— start of TEXT EXCERPT —

Offline Transfer

This page contains information related to upcoming products, features, and functionality. It is important to note that the information presented is for informational purposes only. Please do not rely on this information for purchasing or planning purposes. The development, release, and timing of any products, features, or functionality may be subject to change or delay and remain at the sole discretion of GitLab Inc.
Status Authors Coach DRIs Owning Stage Created
proposed SamWord SamWord devops create 2025-02-26

Summary

This blueprint describes changes to direct transfer to build a new tool, offline transfer, which will allow data to be exported from one GitLab instance and imported to another without a network connection between them.

Currently, direct transfer requires a network connection between the source and destination GitLab instances throughout the migration process. This change would allow GitLab data to be exported on an isolated GitLab instance and manually moved and imported into a destination instance, regardless of the network policies on either end. This change also maintains the functionality and efficiency of direct transfer migrations for those who can take advantage of it.

Current Status

Due to a team reorganization in 18.1, priorities for the Import group have shifted away from this feature for the time being. However, there has been significant collaboration on the topic so far that have spun off several issues to refine this proposal further:

See the merge request that implemented this proposal for all discussions before the shift in team priorities for full context on where this proposal left off: https://gitlab.com/gitlab-com/content-sites/handbook/-/merge_requests/12056.

Once these topics have been addressed in the proposal, if accepted, the issues representing the work needed to implement this proposal can be finalized. Issues that have already been made have the label ~"offline transfer:import" or ~"offline transfer:export".

Glossary of terms

In the past, we’ve had confusion over terms used within our importers. Here’s a glossary of terms to help clear up what some terms mean:

  • Air-gapped network: A network isolated from the public internet. See offline GitLab docs for more information. For the purposes of offline transfers, we should assume that both the source and destination instances are 100% air-gapped and no conenction between the source and destination instances can be established. However, customers don’t need to be on an air-gapped network to use this feature.

— end of TEXT EXCERPT —
— start of DATA SUPPLIED —

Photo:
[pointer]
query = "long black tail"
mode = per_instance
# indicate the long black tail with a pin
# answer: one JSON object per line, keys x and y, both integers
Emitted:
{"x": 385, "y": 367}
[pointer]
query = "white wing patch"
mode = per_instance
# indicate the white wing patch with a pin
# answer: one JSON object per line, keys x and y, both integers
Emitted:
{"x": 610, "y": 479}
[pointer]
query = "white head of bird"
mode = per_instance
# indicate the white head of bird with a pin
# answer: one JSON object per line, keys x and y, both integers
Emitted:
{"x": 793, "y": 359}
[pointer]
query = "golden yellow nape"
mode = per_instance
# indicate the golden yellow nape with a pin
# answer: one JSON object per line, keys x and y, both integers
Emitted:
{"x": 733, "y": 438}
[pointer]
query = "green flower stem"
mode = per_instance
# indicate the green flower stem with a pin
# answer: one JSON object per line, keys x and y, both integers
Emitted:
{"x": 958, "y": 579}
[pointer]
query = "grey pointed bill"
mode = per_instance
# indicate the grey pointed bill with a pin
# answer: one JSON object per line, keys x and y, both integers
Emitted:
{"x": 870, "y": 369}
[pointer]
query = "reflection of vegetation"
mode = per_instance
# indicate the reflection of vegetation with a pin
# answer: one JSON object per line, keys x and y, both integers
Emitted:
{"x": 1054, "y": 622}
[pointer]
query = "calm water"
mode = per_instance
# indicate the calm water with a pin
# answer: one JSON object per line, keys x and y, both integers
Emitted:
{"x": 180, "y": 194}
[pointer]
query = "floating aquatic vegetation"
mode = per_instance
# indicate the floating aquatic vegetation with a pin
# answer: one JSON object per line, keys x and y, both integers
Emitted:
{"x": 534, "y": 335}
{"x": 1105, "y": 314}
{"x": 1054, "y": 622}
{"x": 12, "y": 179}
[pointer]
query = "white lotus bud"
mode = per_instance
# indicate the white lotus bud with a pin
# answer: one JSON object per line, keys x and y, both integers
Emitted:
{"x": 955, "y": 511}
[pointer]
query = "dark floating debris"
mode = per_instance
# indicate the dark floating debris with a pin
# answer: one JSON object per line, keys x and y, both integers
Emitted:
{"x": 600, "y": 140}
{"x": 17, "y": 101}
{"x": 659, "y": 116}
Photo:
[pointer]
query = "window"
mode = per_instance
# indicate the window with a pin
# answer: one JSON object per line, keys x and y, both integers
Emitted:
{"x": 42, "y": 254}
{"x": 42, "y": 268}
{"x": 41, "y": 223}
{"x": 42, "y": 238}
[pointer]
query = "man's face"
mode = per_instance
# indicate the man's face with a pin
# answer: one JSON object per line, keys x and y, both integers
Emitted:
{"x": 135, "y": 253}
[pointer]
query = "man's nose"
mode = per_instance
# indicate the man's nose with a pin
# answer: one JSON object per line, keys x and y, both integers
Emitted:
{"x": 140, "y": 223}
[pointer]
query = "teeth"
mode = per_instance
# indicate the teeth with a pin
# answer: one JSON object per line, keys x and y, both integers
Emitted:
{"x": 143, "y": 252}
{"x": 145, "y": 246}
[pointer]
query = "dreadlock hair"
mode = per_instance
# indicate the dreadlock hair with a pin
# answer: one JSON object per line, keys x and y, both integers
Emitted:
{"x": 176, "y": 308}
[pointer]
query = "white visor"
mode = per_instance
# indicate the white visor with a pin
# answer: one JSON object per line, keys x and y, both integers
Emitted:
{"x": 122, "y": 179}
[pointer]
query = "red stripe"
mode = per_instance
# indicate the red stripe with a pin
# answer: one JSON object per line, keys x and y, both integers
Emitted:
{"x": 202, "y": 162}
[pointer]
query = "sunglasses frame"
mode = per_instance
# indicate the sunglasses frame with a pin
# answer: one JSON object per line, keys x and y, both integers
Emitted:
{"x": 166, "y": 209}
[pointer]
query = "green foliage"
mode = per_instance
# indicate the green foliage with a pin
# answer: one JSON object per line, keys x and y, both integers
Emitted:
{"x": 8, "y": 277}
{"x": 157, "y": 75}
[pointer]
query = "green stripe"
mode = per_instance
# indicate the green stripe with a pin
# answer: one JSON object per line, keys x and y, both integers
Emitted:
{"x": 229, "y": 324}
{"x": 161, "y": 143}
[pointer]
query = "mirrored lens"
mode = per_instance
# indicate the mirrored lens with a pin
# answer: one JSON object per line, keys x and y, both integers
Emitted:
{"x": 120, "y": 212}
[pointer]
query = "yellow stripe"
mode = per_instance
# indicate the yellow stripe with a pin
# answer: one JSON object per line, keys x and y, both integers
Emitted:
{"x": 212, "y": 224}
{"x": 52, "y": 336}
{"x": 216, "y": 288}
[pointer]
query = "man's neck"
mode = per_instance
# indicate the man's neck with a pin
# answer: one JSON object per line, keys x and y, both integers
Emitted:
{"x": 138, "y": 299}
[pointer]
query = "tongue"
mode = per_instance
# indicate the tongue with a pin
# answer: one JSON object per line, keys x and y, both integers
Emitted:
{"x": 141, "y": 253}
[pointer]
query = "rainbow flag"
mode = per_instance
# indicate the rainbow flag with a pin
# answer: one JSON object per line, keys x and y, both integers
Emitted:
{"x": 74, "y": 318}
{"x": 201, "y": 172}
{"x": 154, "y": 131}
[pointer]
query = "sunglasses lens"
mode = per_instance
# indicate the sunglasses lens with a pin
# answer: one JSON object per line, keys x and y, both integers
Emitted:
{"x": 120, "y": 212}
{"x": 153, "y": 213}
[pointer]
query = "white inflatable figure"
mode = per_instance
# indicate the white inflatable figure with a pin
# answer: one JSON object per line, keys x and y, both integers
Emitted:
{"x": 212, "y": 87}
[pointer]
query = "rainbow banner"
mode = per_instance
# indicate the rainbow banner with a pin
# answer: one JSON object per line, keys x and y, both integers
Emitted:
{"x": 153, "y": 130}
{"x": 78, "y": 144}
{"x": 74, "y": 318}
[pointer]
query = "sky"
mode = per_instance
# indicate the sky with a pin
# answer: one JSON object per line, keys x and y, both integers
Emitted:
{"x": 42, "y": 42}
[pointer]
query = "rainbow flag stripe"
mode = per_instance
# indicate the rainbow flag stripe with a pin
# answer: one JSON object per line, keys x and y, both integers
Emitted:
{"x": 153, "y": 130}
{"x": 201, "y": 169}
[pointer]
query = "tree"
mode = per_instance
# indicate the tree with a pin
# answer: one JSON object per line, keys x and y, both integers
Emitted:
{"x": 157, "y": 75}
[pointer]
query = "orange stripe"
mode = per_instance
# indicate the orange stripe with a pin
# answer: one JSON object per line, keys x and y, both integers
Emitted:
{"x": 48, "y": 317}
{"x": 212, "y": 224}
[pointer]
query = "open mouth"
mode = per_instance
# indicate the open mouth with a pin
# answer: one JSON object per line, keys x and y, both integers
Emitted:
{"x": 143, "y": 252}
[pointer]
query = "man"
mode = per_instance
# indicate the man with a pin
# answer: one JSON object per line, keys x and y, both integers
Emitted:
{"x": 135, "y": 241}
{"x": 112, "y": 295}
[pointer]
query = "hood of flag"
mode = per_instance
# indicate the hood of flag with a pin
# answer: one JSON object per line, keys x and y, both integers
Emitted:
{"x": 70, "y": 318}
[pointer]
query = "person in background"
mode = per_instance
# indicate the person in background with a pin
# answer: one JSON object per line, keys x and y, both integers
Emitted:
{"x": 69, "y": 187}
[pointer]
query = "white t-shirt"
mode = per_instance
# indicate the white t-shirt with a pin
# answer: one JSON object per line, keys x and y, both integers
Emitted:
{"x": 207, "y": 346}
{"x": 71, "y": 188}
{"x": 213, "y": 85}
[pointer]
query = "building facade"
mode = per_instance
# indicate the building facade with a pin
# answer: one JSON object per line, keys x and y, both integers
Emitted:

— end of DATA SUPPLIED —

## JOB 1
According to the offline transfer proposal, what caused the Import group's priorities to shift away from this feature?
## JOB 2
Find every line in the rows that contains the word "facade".
The rows are unrelated to the text.

## WRITTEN REPLY 1
A team reorganization in 18.1.

## WRITTEN REPLY 2
query = "building facade"
# indicate the building facade with a pin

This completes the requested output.